• Complete the following:
- 1) Does the Popeye Jones profile agree with each statement below? Give yes or no for each, plus the words from the profile that settle it. (a) He played college basketball at Murray State from 1988 to 1992. (b) He was picked in the first round of the NBA draft. (c) He won an NBA title as an assistant coach.
- 2) Continue the Popeye Jones profile from its final line, writing the next part of it.

• Passage:
Popeye Jones

Orlando Magic
- Title: Assistant coach
- League: NBA

Personal information
- Born: June 17, 1970 (age 56) Dresden, Tennessee, U.S.
- Listed height: 6 ft 8 in (2.03 m)
- Listed weight: 265 lb (120 kg)

Career information
- High school: Dresden (Dresden, Tennessee)
- College: Murray State (1988–1992)
- NBA draft: 1992: 2nd round, 41st overall pick
- Drafted by: Houston Rockets
- Playing career: 1992–2004
- Position: Power forward
- Number: 54, 4, 50
- Coaching career: 2010–present

Career history

Playing
- 1992–1993: Aresium Milano
- 1993–1996: Dallas Mavericks
- 1996–1998: Toronto Raptors
- 1998–1999: Boston Celtics
- 1999–2000: Denver Nuggets
- 2000–2002: Washington Wizards
- 2002–2003: Dallas Mavericks
- 2003–2004: Golden State Warriors

Coaching
- 2010–2013: New Jersey / Brooklyn Nets (assistant)
- 2013–2020: Indiana Pacers (assistant)
- 2020–2021: Philadelphia 76ers (assistant)
- 2021–2025: Denver Nuggets (assistant)
- 2025–present: Dallas Mavericks (assistant)

Career highlights
- As player NCAA rebounding leader (1992); 2× OVC Player of the Year (1990, 1991); 3× First-team All-OVC (1990–1992); No. 54 retired by Murray State Racers; Tennessee Mr. Basketball (1988); As assistant coach NBA champion (2023);

Career NBA statistics
- Points: 3,726 (7.0 ppg)
- Rebounds: 3,981 (7.4 rpg)
- Assists: 696 (1.3 apg)
- Stats at NBA.com
- Stats at Basketball Reference

= Popeye Jones =

American basketball player and coach (born 1970)

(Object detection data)
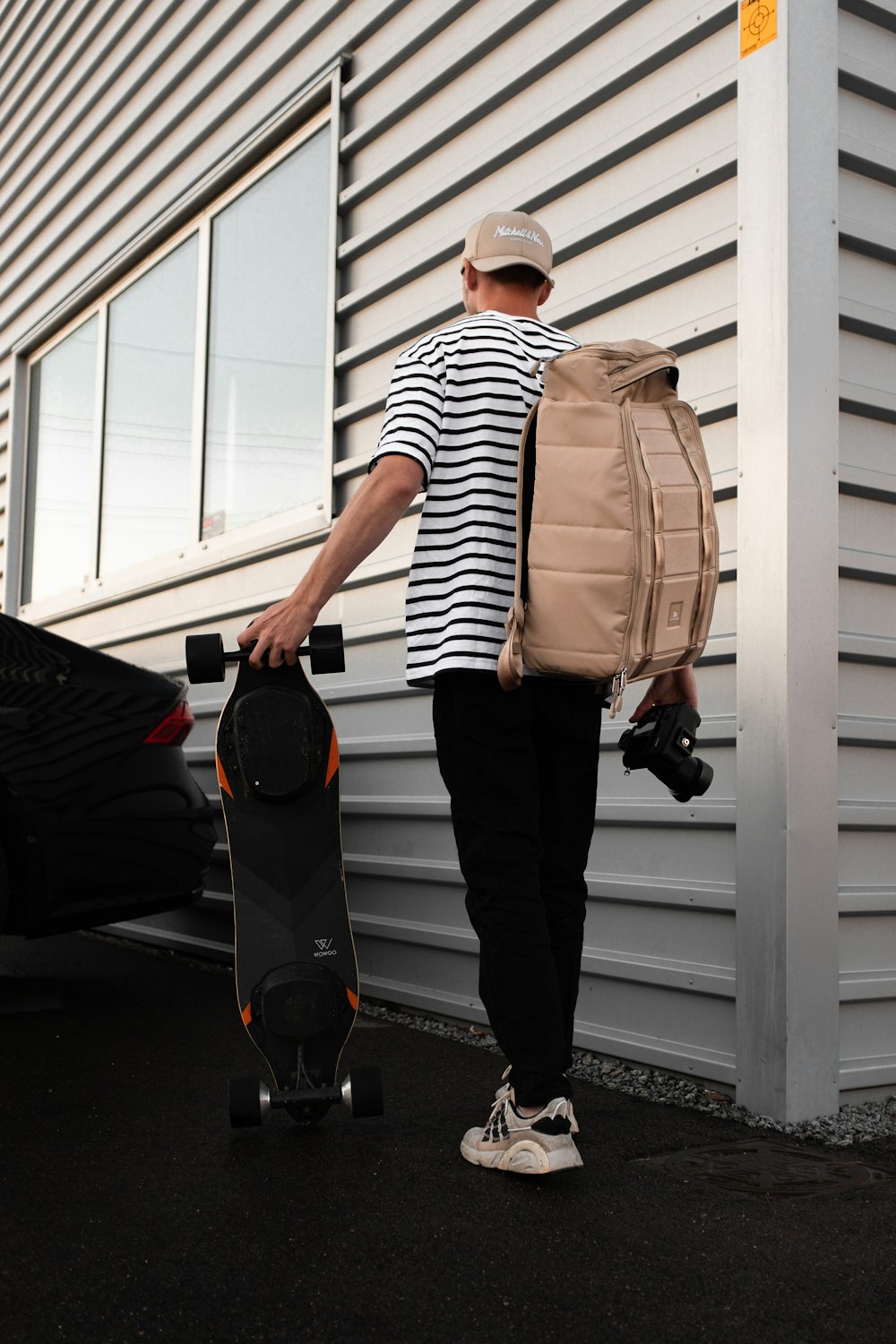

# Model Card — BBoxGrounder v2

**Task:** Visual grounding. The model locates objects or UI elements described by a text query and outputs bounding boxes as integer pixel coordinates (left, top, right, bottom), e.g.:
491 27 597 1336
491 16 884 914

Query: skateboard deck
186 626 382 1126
* * *
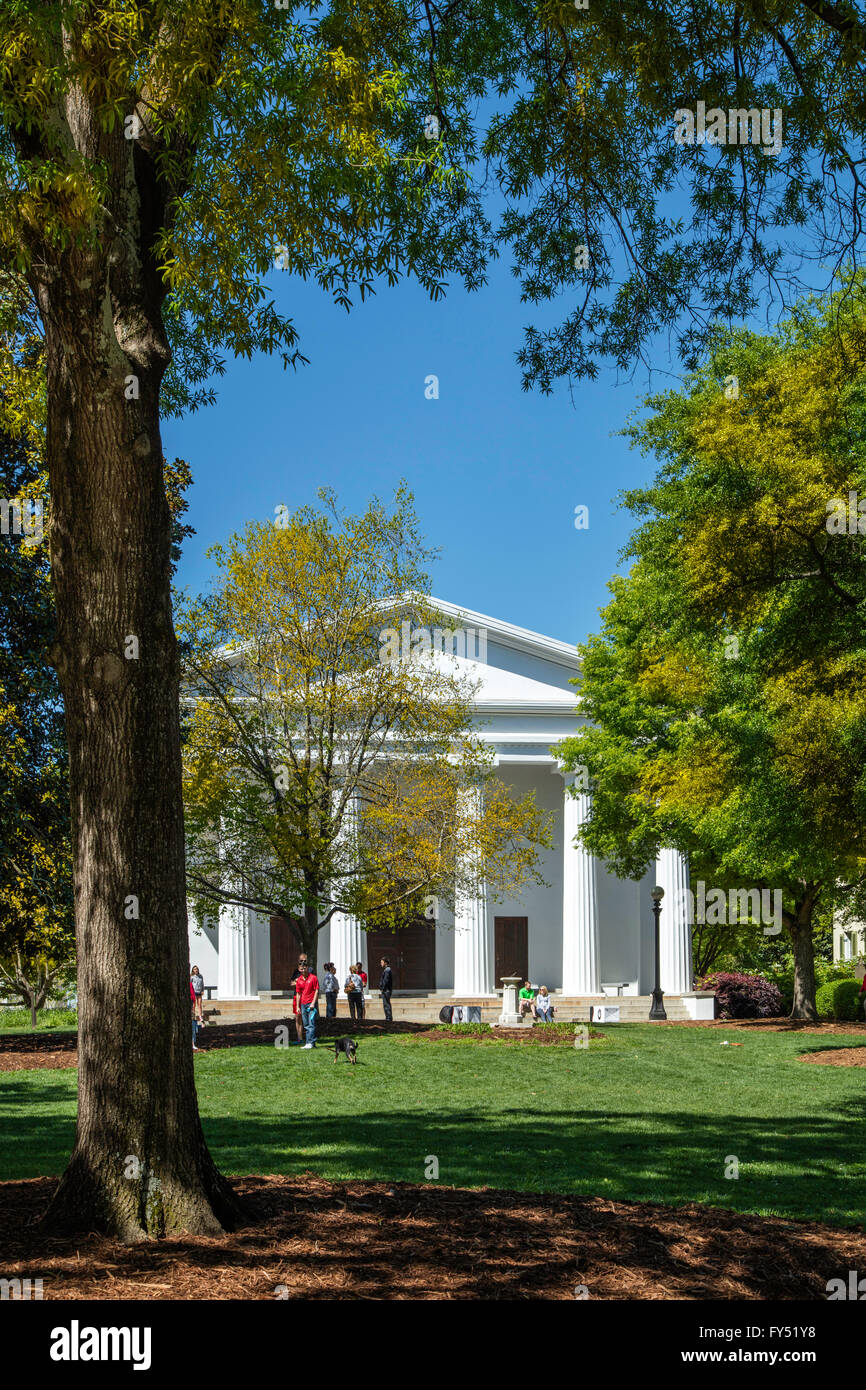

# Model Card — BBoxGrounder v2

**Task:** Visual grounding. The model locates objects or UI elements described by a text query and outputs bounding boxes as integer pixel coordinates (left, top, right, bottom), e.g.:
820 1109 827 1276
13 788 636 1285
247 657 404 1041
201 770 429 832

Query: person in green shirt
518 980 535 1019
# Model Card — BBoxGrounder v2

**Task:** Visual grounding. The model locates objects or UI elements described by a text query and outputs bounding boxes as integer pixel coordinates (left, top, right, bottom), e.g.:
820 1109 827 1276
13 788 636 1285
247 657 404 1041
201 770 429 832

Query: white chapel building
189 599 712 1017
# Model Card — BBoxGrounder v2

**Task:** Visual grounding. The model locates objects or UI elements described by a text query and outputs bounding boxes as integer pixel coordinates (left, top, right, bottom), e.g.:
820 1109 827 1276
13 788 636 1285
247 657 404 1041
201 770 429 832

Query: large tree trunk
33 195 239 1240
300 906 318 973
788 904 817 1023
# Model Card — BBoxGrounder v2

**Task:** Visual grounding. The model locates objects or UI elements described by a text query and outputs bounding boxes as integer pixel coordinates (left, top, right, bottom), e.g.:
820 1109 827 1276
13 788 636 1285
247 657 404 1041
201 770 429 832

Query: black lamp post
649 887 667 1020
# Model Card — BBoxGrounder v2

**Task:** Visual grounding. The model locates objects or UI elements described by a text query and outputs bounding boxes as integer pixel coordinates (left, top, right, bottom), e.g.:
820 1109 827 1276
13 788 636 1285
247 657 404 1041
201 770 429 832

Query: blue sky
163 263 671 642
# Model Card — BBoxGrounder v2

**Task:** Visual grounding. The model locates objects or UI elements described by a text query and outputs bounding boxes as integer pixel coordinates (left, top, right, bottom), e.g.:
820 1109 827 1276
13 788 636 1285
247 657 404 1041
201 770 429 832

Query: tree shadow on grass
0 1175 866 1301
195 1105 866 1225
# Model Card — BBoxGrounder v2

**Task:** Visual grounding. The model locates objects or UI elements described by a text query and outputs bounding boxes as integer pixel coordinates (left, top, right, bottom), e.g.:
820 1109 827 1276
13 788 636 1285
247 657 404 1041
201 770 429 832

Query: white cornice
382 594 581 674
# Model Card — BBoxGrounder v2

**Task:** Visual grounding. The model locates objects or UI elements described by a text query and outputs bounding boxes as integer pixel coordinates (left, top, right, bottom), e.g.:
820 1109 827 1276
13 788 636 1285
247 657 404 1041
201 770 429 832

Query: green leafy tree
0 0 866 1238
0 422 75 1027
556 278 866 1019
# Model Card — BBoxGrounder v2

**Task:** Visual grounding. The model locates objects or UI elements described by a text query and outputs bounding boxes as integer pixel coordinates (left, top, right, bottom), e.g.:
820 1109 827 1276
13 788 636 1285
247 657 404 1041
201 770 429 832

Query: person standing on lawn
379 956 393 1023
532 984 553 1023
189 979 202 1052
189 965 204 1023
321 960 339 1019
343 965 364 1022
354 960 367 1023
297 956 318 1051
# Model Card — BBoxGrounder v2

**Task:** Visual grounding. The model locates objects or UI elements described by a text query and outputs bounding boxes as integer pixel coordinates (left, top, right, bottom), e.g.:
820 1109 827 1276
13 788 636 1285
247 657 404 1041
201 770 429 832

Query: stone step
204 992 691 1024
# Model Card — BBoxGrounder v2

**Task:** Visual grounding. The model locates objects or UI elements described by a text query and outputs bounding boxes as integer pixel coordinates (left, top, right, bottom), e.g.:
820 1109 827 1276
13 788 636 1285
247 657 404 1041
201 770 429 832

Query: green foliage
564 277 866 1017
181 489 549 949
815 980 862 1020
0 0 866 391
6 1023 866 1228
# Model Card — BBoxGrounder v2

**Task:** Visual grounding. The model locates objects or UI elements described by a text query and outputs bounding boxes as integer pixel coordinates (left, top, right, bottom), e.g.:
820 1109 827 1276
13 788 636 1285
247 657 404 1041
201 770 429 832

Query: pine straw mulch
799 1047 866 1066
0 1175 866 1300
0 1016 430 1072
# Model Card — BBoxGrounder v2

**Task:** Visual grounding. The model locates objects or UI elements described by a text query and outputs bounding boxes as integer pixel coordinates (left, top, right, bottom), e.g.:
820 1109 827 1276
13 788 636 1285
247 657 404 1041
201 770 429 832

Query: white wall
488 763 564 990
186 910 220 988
* * *
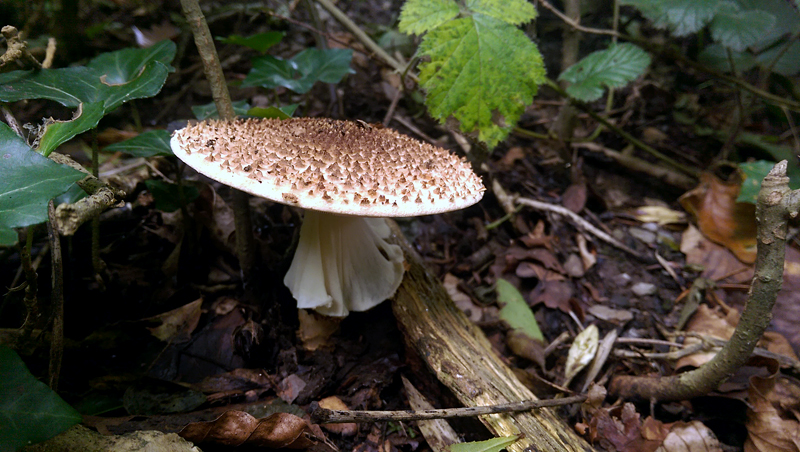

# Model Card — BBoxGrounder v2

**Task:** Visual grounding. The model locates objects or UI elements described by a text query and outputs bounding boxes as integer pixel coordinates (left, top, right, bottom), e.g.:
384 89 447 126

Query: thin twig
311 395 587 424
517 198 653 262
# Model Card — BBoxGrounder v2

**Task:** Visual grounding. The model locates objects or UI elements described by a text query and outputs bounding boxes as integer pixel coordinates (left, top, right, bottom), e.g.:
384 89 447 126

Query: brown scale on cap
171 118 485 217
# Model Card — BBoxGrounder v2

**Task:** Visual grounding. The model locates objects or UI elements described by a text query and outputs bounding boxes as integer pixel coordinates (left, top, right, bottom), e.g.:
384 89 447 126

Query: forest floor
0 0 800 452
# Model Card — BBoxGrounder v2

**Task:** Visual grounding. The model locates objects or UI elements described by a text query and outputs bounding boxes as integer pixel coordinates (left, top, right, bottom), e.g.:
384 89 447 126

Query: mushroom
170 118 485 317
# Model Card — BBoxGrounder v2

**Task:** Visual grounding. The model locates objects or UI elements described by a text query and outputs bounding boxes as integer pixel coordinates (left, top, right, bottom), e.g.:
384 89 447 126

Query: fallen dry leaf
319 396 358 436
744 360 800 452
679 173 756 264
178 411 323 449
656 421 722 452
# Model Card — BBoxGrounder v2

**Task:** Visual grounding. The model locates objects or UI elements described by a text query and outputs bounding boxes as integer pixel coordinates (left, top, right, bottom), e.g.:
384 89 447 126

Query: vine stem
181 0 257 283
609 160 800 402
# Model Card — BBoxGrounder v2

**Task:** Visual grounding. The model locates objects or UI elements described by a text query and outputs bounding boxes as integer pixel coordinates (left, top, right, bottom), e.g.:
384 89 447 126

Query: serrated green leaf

• Answers by task:
- 1)
(a) Yes: "College: Murray State (1988–1992)"
(b) No: "1992: 2nd round, 41st overall pick"
(c) Yes: "As assistant coach NBA champion (2023)"

- 2)
Ronald Jerome "Popeye" Jones (born June 17, 1970) is an American professional basketball coach and former player who currently serves as an assistant coach for the Orlando Magic of the National Basketball Association (NBA).

==College career==
Born in Dresden, Tennessee, Jones played college basketball for Murray State University. He finished his college career as a three-time All-Ohio Valley Conference selection, a two-time honorable mention All-America and was named OVC Player of the Year in 1990 and 1991. Jones was honored as the OVC's Athlete of the Year in 1991 and 1992. He is one of only ten MSU men's basketball players to have his jersey retired; his #54 hangs in the rafters of the CFSB Center in Murray, Kentucky. Jones ranks fourth on Murray State's all-time scoring list with 2,057 points. He is also Murray State's all-time leader in rebounds with 1,374, and led the nation in that category in the 1990–91 season. He is the only men's player in Murray State history to record more than 2,000 points and 1,000 rebounds.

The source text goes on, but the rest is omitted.